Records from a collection
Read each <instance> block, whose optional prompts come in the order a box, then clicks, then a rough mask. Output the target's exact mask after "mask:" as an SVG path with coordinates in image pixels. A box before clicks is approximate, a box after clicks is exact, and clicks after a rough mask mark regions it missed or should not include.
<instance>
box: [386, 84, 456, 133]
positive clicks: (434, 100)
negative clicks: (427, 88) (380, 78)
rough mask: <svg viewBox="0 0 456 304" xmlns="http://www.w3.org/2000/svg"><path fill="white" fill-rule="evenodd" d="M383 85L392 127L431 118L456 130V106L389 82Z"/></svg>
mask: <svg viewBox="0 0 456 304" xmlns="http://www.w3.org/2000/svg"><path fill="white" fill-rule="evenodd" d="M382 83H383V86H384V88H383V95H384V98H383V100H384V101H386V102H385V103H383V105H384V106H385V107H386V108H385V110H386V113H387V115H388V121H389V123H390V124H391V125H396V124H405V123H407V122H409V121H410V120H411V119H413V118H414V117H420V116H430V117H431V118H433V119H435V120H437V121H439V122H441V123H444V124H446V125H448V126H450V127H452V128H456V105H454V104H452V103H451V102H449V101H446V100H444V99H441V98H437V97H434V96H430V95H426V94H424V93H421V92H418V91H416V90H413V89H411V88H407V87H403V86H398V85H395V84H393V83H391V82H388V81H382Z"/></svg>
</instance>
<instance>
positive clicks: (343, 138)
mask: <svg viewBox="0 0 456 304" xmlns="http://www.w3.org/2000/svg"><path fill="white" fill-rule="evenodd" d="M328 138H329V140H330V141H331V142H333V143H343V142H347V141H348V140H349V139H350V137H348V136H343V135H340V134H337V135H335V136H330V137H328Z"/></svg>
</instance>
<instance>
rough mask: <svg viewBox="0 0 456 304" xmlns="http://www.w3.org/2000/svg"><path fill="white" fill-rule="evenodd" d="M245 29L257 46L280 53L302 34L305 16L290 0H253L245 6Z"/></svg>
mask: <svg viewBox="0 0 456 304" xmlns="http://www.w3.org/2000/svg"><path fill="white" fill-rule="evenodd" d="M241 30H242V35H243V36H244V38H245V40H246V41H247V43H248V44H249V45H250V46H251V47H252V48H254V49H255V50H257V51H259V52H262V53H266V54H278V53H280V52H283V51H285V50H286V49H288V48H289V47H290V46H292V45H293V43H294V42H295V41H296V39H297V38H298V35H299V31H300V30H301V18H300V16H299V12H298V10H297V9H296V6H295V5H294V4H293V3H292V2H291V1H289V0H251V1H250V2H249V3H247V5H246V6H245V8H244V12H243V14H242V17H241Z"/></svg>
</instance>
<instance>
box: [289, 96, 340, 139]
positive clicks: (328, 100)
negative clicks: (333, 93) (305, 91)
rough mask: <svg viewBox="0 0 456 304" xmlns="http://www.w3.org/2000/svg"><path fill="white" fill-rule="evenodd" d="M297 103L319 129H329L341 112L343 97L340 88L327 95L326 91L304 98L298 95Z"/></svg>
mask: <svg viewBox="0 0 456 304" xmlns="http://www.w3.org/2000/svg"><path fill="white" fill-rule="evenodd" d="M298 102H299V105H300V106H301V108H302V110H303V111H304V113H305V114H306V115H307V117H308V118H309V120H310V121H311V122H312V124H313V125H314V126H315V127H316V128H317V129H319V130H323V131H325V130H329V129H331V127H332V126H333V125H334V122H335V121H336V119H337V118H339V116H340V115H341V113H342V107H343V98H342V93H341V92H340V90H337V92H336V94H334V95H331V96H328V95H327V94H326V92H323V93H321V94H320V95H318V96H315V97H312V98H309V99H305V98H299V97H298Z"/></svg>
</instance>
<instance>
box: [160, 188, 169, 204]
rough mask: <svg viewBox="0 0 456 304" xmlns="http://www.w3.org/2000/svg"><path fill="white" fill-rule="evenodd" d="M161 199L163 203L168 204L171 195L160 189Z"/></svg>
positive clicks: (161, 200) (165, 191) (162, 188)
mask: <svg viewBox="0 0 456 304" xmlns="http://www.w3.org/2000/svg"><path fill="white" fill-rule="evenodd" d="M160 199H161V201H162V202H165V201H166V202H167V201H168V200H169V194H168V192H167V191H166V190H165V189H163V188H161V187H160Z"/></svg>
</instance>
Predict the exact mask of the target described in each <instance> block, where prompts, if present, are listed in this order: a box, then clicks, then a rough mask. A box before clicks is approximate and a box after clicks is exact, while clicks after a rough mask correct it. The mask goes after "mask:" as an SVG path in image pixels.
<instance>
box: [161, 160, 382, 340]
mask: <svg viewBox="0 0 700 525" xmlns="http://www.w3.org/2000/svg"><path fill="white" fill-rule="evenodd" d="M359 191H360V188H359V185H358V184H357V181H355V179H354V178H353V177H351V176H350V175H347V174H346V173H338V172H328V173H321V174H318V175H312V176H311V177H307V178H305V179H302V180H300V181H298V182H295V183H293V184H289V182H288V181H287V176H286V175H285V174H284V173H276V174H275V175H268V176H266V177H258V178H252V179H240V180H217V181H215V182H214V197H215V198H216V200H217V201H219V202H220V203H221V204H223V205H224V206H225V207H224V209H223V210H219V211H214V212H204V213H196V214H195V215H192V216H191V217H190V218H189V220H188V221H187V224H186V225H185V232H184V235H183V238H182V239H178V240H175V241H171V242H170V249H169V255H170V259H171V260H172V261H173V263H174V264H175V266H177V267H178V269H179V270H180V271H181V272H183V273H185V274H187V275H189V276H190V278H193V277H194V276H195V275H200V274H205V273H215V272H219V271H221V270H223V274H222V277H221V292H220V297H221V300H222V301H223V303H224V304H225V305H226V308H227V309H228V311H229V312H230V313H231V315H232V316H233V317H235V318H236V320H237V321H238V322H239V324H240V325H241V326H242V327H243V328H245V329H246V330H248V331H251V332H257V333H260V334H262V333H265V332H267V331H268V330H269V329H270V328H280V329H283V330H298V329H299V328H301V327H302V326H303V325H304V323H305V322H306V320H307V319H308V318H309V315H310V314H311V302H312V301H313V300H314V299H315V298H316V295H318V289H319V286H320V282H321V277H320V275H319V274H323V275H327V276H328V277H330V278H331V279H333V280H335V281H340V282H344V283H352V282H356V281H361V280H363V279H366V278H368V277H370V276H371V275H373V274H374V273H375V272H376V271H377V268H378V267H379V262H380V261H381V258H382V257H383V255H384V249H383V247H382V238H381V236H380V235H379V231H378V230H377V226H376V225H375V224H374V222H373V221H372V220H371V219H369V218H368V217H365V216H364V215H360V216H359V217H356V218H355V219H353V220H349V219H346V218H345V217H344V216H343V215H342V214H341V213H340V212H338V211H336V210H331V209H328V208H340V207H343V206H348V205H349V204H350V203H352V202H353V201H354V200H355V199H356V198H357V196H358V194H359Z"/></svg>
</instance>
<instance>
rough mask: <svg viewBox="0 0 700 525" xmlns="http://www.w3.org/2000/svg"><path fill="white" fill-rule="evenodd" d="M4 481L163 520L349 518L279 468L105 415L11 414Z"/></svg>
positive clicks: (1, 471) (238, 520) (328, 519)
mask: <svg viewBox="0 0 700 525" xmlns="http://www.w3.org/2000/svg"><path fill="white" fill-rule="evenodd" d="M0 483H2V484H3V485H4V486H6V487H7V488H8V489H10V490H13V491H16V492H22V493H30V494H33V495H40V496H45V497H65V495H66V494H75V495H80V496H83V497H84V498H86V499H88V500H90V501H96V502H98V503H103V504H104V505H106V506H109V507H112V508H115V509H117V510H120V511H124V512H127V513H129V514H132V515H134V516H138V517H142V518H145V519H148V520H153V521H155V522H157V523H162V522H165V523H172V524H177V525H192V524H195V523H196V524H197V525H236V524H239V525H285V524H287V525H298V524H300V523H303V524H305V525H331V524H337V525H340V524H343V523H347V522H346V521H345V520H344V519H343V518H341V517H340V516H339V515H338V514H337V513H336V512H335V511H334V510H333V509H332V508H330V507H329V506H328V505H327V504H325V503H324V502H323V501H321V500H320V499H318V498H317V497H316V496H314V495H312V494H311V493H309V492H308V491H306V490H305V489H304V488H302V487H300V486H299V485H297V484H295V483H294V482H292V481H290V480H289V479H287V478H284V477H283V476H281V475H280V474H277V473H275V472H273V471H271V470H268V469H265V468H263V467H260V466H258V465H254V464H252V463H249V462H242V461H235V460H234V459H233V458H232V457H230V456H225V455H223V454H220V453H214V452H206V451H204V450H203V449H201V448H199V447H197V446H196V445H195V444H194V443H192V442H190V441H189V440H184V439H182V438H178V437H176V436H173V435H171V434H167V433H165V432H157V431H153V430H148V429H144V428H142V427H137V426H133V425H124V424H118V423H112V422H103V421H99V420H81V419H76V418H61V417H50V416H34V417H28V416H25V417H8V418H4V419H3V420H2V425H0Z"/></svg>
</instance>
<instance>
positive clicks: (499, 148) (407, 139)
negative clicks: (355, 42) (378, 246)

> **TO DO**: List every line in the records above that contains the word "each".

> **FINISHED TASK**:
Read each <instance> block, whose optional prompts come in the order a box, then clicks, then a rough mask. Output the target's exact mask after "mask:" as an SVG path with coordinates in image pixels. A box before clicks is approximate, a box after clicks is exact, and clicks after a rough mask mark regions it missed or should not include.
Predict the exact mask of the target described in each <instance> block, where prompts, if present, are listed in this order: a box, then clicks, then a rough mask. A box before clicks is approximate and a box after clicks is exact, while clicks after a rough mask correct it. The mask goes after "mask:" as an SVG path in image pixels.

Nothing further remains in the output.